*Stated exercise*.
Rewrite the data from its start through the line containing "99), (181, 109)]", inclusive, keeping every line. Multiply each point coordinate in the answer outlines by 2 and round to whole numbers, halves up, leaving all other numbers, including those under "sample output", as they are.

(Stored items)
- - - - - - -

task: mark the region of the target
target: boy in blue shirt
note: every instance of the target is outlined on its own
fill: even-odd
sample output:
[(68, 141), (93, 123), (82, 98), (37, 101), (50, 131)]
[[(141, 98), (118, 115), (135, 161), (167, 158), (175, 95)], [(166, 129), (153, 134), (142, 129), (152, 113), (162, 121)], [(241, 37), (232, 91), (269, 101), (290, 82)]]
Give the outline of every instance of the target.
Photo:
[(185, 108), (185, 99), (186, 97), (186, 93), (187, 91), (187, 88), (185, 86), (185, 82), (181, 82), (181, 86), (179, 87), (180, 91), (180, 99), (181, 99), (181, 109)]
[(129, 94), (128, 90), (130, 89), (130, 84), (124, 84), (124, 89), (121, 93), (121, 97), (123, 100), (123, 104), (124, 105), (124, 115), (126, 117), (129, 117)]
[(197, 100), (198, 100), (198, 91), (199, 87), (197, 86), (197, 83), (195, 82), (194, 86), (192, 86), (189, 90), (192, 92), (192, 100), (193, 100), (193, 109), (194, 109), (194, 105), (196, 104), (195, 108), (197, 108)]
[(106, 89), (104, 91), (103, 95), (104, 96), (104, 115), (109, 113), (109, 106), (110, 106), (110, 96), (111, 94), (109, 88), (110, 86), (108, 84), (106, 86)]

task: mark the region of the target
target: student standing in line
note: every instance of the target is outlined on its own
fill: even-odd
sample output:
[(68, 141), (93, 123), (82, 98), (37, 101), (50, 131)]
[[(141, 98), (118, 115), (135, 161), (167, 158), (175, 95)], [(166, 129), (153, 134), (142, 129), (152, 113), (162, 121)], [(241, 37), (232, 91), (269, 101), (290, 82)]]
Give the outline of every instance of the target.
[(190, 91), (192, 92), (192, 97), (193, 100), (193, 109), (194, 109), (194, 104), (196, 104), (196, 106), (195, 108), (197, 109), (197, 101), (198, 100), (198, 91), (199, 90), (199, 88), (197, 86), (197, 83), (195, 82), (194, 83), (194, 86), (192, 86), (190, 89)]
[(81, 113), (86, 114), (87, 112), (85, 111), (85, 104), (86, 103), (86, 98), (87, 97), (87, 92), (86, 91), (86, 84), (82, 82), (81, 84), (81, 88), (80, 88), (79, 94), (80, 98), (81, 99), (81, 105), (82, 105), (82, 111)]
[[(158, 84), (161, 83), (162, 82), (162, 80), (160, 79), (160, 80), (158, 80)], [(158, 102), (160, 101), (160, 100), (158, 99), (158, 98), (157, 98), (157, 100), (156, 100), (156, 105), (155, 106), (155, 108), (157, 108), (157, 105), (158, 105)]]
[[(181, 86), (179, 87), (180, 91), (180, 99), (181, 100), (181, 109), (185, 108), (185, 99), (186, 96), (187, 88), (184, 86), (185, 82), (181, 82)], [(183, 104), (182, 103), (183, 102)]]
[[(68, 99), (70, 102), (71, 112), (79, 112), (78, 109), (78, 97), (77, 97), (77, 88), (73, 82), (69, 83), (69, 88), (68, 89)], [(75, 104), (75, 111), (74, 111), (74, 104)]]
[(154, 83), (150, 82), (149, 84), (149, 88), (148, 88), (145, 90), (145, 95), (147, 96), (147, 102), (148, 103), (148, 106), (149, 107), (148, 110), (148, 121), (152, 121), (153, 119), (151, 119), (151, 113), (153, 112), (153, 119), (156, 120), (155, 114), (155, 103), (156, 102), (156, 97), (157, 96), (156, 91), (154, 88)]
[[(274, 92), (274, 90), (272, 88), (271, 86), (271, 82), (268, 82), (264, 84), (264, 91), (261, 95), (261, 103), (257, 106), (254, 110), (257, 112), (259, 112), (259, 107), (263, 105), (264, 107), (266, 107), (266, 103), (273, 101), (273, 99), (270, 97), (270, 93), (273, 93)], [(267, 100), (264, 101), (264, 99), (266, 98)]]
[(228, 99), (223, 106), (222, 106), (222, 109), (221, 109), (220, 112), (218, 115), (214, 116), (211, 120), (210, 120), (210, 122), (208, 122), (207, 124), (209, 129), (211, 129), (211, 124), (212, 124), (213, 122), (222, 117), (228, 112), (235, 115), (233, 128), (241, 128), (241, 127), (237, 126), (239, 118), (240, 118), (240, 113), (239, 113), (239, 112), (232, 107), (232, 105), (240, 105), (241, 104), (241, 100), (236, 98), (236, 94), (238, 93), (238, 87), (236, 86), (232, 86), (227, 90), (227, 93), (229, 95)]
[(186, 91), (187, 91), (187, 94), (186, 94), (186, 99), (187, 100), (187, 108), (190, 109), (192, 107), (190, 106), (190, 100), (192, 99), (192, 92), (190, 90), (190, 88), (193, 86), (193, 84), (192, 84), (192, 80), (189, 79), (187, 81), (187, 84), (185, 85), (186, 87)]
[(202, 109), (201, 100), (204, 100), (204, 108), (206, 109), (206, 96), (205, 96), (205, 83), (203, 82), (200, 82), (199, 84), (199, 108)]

- - - - - - -

*Exercise answer*.
task: mark the region of the target
target: boy in blue shirt
note: every instance of the target is outlined on its own
fill: even-odd
sample output:
[(68, 141), (93, 123), (82, 98), (37, 101), (50, 131)]
[[(141, 98), (118, 115), (135, 161), (167, 158), (175, 95)], [(166, 129), (153, 134), (142, 129), (152, 113), (162, 121)], [(241, 37), (232, 91), (269, 101), (290, 82)]]
Give the outline of every instance of the target.
Photo:
[(370, 216), (370, 198), (372, 194), (372, 186), (374, 182), (374, 176), (370, 172), (370, 164), (362, 164), (362, 172), (358, 174), (360, 182), (360, 198), (362, 198), (362, 218)]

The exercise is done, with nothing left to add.